* BRIEF:
Reproduce the records below word for word, beginning at the line that contains "Task: annotate every instance of the dog's" and ending with the line that contains "Query: white samoyed dog". Leave the pictures out of your answer.

-- start of RECORDS PROVIDED --

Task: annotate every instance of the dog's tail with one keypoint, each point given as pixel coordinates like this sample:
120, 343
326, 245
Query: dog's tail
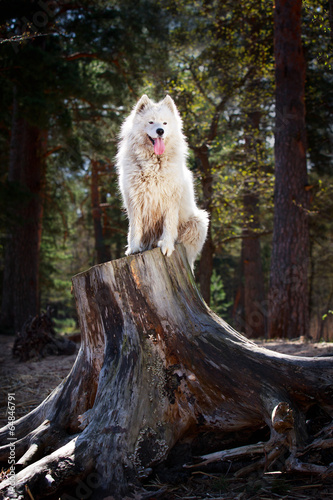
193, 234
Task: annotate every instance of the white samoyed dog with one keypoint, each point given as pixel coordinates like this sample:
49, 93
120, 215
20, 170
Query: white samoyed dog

-- end of RECORDS PROVIDED --
-- start of RECORDS PROVIDED --

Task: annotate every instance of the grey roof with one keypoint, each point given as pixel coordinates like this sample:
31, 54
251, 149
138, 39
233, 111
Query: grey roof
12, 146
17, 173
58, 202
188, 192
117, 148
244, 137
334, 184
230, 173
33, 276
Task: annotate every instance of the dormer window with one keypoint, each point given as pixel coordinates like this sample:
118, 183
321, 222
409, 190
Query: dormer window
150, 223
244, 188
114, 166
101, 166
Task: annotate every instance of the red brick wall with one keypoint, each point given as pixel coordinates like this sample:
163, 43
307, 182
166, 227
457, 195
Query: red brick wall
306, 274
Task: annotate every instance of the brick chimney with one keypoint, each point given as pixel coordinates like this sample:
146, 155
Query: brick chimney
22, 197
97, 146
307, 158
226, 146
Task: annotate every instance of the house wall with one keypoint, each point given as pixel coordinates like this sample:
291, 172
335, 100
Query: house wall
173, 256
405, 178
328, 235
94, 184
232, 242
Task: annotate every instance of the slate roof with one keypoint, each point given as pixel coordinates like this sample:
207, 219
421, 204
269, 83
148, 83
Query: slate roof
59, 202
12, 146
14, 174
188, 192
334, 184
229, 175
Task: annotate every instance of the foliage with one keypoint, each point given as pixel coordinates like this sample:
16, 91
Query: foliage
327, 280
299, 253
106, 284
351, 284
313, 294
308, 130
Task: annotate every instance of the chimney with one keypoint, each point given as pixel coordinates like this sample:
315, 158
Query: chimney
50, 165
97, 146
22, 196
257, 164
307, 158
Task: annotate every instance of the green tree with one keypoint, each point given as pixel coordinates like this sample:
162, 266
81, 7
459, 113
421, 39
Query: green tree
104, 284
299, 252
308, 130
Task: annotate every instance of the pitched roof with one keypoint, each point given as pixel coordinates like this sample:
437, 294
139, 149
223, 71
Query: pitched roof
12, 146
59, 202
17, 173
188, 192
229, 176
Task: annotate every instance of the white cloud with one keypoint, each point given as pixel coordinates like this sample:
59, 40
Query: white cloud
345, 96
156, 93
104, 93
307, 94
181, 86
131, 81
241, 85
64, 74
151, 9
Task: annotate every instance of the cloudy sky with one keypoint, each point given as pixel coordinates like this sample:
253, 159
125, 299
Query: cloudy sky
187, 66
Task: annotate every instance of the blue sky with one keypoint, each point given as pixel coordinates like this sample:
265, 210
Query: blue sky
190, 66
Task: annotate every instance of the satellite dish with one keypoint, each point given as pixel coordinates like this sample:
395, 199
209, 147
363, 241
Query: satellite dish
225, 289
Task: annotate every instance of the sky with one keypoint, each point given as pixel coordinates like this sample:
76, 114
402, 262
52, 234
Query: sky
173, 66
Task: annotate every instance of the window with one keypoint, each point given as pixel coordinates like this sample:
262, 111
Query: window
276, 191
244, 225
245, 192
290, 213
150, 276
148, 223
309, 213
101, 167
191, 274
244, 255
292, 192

-- end of RECORDS PROVIDED --
-- start of RECORDS PROVIDED --

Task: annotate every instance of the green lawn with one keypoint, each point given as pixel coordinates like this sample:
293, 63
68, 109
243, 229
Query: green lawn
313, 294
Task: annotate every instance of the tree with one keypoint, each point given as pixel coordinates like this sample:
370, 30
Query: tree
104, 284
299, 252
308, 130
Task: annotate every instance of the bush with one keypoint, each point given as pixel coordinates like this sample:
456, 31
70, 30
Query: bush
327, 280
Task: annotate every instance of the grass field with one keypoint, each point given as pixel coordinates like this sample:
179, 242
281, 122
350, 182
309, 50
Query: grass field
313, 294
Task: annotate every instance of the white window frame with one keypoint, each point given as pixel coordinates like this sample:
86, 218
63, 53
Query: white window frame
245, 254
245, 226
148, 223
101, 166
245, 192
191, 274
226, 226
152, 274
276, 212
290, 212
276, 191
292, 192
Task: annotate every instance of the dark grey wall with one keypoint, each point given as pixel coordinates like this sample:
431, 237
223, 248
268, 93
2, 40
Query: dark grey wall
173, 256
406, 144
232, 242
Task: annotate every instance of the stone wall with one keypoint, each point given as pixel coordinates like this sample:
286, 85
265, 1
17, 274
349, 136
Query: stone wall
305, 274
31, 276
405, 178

-- end of RECORDS PROVIDED --

* EXERCISE RESPONSE:
Task: annotate every instance of the dog's tail with one keypoint, each point given as pixel coordinates like this sample:
120, 343
326, 245
Query: dog's tail
193, 234
Task: annotate every instance of the white samoyed dog with one keypoint, each point given as pixel coordinates like this sample:
49, 93
120, 215
20, 170
Query: white samoyed dog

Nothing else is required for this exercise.